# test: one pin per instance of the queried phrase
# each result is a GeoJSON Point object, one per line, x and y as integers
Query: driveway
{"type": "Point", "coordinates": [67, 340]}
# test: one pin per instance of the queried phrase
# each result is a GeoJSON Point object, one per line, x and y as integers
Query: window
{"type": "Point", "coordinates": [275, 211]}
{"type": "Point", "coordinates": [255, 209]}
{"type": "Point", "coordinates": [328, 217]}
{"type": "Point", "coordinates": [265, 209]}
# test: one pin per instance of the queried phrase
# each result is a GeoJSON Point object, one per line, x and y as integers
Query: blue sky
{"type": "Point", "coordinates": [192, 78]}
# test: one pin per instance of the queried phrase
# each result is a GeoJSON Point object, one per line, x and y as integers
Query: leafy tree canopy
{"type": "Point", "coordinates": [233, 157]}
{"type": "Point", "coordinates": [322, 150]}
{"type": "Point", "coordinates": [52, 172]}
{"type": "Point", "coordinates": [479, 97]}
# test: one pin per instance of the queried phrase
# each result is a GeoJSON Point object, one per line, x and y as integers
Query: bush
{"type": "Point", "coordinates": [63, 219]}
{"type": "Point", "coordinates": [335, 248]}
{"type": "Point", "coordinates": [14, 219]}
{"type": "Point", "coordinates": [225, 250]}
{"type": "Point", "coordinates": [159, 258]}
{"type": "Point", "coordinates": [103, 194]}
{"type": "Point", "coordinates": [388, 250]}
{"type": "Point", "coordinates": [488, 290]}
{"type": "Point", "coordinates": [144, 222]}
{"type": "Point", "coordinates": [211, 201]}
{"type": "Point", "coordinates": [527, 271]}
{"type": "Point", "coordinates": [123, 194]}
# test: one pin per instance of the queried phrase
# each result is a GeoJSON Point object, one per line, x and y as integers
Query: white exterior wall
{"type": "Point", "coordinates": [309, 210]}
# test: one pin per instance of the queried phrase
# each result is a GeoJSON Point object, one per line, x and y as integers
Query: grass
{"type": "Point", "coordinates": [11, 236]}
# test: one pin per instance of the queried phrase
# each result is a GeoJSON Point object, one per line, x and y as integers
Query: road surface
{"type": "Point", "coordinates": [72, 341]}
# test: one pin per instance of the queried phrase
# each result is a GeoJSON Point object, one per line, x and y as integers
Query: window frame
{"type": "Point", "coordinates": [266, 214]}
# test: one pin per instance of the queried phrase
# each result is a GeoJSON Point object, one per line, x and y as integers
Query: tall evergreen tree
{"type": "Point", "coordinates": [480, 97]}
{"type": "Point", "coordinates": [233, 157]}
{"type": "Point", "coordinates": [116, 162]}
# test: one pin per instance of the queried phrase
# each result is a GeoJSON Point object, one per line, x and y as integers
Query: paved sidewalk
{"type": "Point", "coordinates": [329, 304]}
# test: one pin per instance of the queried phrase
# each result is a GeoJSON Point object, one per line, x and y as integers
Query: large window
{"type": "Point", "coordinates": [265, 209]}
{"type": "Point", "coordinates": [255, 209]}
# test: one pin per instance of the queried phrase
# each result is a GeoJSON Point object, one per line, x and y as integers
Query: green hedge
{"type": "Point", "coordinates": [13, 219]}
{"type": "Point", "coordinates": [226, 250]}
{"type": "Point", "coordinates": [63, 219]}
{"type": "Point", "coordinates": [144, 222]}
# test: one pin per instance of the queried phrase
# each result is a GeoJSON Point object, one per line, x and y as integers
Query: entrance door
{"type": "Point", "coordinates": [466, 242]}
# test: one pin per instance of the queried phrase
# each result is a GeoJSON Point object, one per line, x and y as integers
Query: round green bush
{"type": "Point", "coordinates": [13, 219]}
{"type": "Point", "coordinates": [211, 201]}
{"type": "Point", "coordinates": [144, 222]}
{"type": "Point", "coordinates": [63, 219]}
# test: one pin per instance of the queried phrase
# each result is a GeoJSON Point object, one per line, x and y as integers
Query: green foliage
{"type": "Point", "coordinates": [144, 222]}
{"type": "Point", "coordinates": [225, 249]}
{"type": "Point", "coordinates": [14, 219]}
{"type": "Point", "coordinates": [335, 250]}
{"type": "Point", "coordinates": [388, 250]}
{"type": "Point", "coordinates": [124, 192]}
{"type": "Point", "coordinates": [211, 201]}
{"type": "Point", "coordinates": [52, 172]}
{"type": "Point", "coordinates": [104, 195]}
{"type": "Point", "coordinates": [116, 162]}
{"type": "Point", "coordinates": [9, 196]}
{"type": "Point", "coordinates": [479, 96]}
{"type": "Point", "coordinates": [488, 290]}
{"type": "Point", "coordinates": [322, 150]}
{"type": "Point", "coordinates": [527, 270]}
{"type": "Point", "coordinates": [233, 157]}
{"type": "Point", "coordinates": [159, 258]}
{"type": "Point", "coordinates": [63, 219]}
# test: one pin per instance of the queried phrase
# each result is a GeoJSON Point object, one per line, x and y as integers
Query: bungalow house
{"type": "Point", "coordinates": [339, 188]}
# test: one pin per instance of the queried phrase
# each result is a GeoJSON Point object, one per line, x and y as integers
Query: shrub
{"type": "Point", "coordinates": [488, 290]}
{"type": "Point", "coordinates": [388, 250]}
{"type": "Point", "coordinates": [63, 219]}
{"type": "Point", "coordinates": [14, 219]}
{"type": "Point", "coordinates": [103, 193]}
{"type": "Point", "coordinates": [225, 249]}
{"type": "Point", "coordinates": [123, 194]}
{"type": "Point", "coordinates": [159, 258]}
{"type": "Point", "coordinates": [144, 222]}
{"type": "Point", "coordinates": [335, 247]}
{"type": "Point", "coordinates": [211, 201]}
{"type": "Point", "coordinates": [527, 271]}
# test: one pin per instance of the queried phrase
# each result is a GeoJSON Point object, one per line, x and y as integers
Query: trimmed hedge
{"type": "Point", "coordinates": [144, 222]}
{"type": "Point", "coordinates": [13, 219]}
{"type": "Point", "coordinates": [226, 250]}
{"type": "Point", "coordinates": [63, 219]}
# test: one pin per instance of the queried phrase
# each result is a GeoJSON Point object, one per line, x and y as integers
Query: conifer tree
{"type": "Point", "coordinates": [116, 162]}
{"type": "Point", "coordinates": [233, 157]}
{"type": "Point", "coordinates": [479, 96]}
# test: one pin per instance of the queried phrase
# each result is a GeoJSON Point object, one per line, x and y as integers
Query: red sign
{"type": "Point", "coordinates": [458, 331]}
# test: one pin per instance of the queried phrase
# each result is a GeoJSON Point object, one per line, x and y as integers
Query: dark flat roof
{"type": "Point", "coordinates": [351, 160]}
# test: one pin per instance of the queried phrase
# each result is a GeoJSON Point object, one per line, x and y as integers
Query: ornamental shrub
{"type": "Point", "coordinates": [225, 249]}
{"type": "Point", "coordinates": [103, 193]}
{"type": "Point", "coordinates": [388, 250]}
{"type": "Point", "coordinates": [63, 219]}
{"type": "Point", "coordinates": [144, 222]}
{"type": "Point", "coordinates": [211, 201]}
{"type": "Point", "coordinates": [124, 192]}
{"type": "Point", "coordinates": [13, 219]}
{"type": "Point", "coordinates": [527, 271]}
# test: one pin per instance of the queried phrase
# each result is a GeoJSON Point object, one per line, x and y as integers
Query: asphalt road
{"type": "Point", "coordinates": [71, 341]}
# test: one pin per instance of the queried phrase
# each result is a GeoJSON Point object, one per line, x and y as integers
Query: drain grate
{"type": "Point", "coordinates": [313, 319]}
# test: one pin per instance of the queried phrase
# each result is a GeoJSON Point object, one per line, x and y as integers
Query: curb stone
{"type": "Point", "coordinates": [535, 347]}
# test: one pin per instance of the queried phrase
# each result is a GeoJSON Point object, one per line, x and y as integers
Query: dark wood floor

=-=-=-=-=

-- DESCRIPTION OF THE TASK --
All lines of the data are to be repeated exactly as they stand.

-- RESULT --
# test: one pin per instance of the queried phrase
# each result is a GeoJSON Point object, one per line, x and y as integers
Query: driveway
{"type": "Point", "coordinates": [67, 340]}
# test: one pin per instance of the queried phrase
# each result is a GeoJSON Point object, one per line, x and y as integers
Query: window
{"type": "Point", "coordinates": [275, 211]}
{"type": "Point", "coordinates": [255, 209]}
{"type": "Point", "coordinates": [328, 217]}
{"type": "Point", "coordinates": [265, 209]}
# test: one pin per instance of the queried phrase
# each result is a GeoJSON Point object, one per line, x and y as integers
Query: blue sky
{"type": "Point", "coordinates": [192, 78]}
# test: one pin per instance of the queried phrase
# each result is a GeoJSON Point object, one per line, x and y as integers
Query: leafy tree canopy
{"type": "Point", "coordinates": [233, 157]}
{"type": "Point", "coordinates": [322, 150]}
{"type": "Point", "coordinates": [52, 172]}
{"type": "Point", "coordinates": [479, 97]}
# test: one pin per instance of the queried phrase
# each result is a GeoJSON Point object, one per line, x and y as integers
Query: bush
{"type": "Point", "coordinates": [63, 219]}
{"type": "Point", "coordinates": [335, 248]}
{"type": "Point", "coordinates": [14, 219]}
{"type": "Point", "coordinates": [225, 250]}
{"type": "Point", "coordinates": [159, 258]}
{"type": "Point", "coordinates": [103, 194]}
{"type": "Point", "coordinates": [388, 250]}
{"type": "Point", "coordinates": [488, 290]}
{"type": "Point", "coordinates": [144, 222]}
{"type": "Point", "coordinates": [211, 201]}
{"type": "Point", "coordinates": [527, 271]}
{"type": "Point", "coordinates": [123, 194]}
# test: one pin per instance of the queried phrase
# each result is a GeoJSON Point object, one per line, x and y as integers
Query: white exterior wall
{"type": "Point", "coordinates": [309, 210]}
# test: one pin per instance of the queried phrase
# each result is a GeoJSON Point object, one per line, x and y as integers
Query: grass
{"type": "Point", "coordinates": [11, 236]}
# test: one pin per instance of the queried phrase
# each result is a GeoJSON Point object, one per line, x and y as integers
Query: road surface
{"type": "Point", "coordinates": [72, 341]}
# test: one pin per instance of the queried phrase
# each result is a GeoJSON Point object, one per line, x and y as integers
Query: window frame
{"type": "Point", "coordinates": [266, 214]}
# test: one pin per instance of the queried phrase
# each result is a GeoJSON Point object, one per line, x and y as integers
Query: tall evergreen tree
{"type": "Point", "coordinates": [480, 97]}
{"type": "Point", "coordinates": [233, 157]}
{"type": "Point", "coordinates": [116, 162]}
# test: one pin per instance of the queried phrase
# each result is a GeoJSON Point object, one per line, x and y as integers
Query: paved sidewalk
{"type": "Point", "coordinates": [329, 304]}
# test: one pin per instance of the queried phrase
# each result is a GeoJSON Point object, one per line, x and y as integers
Query: large window
{"type": "Point", "coordinates": [265, 209]}
{"type": "Point", "coordinates": [255, 209]}
# test: one pin per instance of the queried phrase
# each result is a GeoJSON Point object, one per line, x and y as integers
Query: green hedge
{"type": "Point", "coordinates": [13, 219]}
{"type": "Point", "coordinates": [226, 250]}
{"type": "Point", "coordinates": [63, 219]}
{"type": "Point", "coordinates": [144, 222]}
# test: one pin per instance of the queried phrase
# each result is a GeoJSON Point object, one per line, x and y as integers
Query: entrance door
{"type": "Point", "coordinates": [466, 242]}
# test: one pin per instance of the queried phrase
# each result is a GeoJSON Point object, one per line, x and y as integers
Query: round green bush
{"type": "Point", "coordinates": [13, 219]}
{"type": "Point", "coordinates": [211, 201]}
{"type": "Point", "coordinates": [144, 222]}
{"type": "Point", "coordinates": [63, 219]}
# test: one pin per instance of the queried phrase
# each result is a GeoJSON Point object, one per line, x and y as integers
Query: green foliage
{"type": "Point", "coordinates": [144, 222]}
{"type": "Point", "coordinates": [225, 249]}
{"type": "Point", "coordinates": [14, 219]}
{"type": "Point", "coordinates": [335, 250]}
{"type": "Point", "coordinates": [388, 250]}
{"type": "Point", "coordinates": [124, 192]}
{"type": "Point", "coordinates": [211, 201]}
{"type": "Point", "coordinates": [52, 172]}
{"type": "Point", "coordinates": [104, 195]}
{"type": "Point", "coordinates": [116, 162]}
{"type": "Point", "coordinates": [9, 196]}
{"type": "Point", "coordinates": [479, 96]}
{"type": "Point", "coordinates": [488, 290]}
{"type": "Point", "coordinates": [322, 150]}
{"type": "Point", "coordinates": [527, 270]}
{"type": "Point", "coordinates": [233, 157]}
{"type": "Point", "coordinates": [159, 258]}
{"type": "Point", "coordinates": [63, 219]}
# test: one pin per instance of the queried phrase
# each result is a GeoJSON Point object, one per line, x and y as integers
Query: bungalow house
{"type": "Point", "coordinates": [339, 188]}
# test: one pin per instance of the queried phrase
# each result is a GeoJSON Point object, one per line, x and y as integers
Query: shrub
{"type": "Point", "coordinates": [488, 290]}
{"type": "Point", "coordinates": [388, 250]}
{"type": "Point", "coordinates": [63, 219]}
{"type": "Point", "coordinates": [14, 219]}
{"type": "Point", "coordinates": [103, 193]}
{"type": "Point", "coordinates": [225, 249]}
{"type": "Point", "coordinates": [123, 194]}
{"type": "Point", "coordinates": [159, 258]}
{"type": "Point", "coordinates": [144, 222]}
{"type": "Point", "coordinates": [335, 247]}
{"type": "Point", "coordinates": [211, 201]}
{"type": "Point", "coordinates": [527, 271]}
# test: one pin per instance of the queried phrase
# each result is a GeoJSON Point object, one per line, x and y as integers
Query: trimmed hedge
{"type": "Point", "coordinates": [144, 222]}
{"type": "Point", "coordinates": [13, 219]}
{"type": "Point", "coordinates": [226, 250]}
{"type": "Point", "coordinates": [63, 219]}
# test: one pin per instance of the queried phrase
# each result is a GeoJSON Point object, one per line, x and y as integers
Query: conifer tree
{"type": "Point", "coordinates": [116, 162]}
{"type": "Point", "coordinates": [233, 157]}
{"type": "Point", "coordinates": [479, 96]}
# test: one pin per instance of the queried phrase
# each result is a GeoJSON Point object, one per line, x and y as integers
Query: red sign
{"type": "Point", "coordinates": [458, 331]}
# test: one pin per instance of the queried phrase
# each result is a GeoJSON Point object, one per line, x and y as integers
Query: dark flat roof
{"type": "Point", "coordinates": [351, 160]}
# test: one pin per instance of the queried phrase
# each result is a GeoJSON Point object, one per line, x and y as integers
Query: ornamental shrub
{"type": "Point", "coordinates": [225, 249]}
{"type": "Point", "coordinates": [103, 193]}
{"type": "Point", "coordinates": [388, 250]}
{"type": "Point", "coordinates": [63, 219]}
{"type": "Point", "coordinates": [144, 222]}
{"type": "Point", "coordinates": [211, 201]}
{"type": "Point", "coordinates": [124, 192]}
{"type": "Point", "coordinates": [13, 219]}
{"type": "Point", "coordinates": [527, 271]}
# test: one pin per instance of the queried phrase
# each result is a GeoJSON Point object, one per line, x and y as integers
Query: asphalt road
{"type": "Point", "coordinates": [71, 341]}
# test: one pin per instance of the queried phrase
# each result is a GeoJSON Point object, one per line, x and y as integers
Query: drain grate
{"type": "Point", "coordinates": [313, 319]}
# test: one pin per instance of the queried phrase
# each result is a GeoJSON Point object, one per line, x and y as integers
Query: curb stone
{"type": "Point", "coordinates": [535, 347]}
# test: one pin per instance of the queried phrase
# each result is a GeoJSON Point object, one per line, x and y as integers
Query: dark wood floor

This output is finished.